_Given records_.
------------------------

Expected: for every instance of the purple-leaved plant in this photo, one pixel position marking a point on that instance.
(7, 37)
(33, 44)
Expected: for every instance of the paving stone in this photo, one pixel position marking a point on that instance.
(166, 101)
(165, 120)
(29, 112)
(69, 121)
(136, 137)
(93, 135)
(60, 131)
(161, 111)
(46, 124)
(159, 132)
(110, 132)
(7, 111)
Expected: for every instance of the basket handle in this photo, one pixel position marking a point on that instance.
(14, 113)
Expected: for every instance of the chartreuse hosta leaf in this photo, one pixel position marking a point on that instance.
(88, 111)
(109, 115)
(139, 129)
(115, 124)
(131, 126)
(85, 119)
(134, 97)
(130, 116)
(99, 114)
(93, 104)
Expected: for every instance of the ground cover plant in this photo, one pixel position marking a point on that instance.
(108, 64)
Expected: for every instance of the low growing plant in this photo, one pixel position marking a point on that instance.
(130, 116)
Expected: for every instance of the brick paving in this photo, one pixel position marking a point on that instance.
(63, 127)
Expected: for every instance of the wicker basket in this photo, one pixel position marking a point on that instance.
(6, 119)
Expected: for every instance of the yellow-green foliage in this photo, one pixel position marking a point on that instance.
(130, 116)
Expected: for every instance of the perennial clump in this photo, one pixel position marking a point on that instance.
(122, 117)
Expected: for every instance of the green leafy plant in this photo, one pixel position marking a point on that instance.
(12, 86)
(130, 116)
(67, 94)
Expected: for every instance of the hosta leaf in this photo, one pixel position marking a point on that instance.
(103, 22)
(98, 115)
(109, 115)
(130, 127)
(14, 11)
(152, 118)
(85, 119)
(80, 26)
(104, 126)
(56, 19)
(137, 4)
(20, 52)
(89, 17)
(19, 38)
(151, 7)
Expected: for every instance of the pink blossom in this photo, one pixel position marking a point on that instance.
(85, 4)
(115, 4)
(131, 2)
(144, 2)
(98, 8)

------------------------

Print exactly, and only, the lines from the line containing "Expected: for every instance of the hosta" through the final line of the records, both included.

Expected: for every instance of the hosta leaf in this photo, one pixel position marking a point on that instance.
(103, 22)
(98, 115)
(109, 115)
(130, 127)
(14, 11)
(152, 118)
(85, 119)
(80, 26)
(104, 126)
(56, 19)
(137, 4)
(20, 52)
(89, 17)
(19, 38)
(151, 7)
Expected: for every instance of the pink blossom in this photo, one pixel position marking a point on that instance.
(85, 4)
(115, 4)
(131, 2)
(144, 2)
(98, 8)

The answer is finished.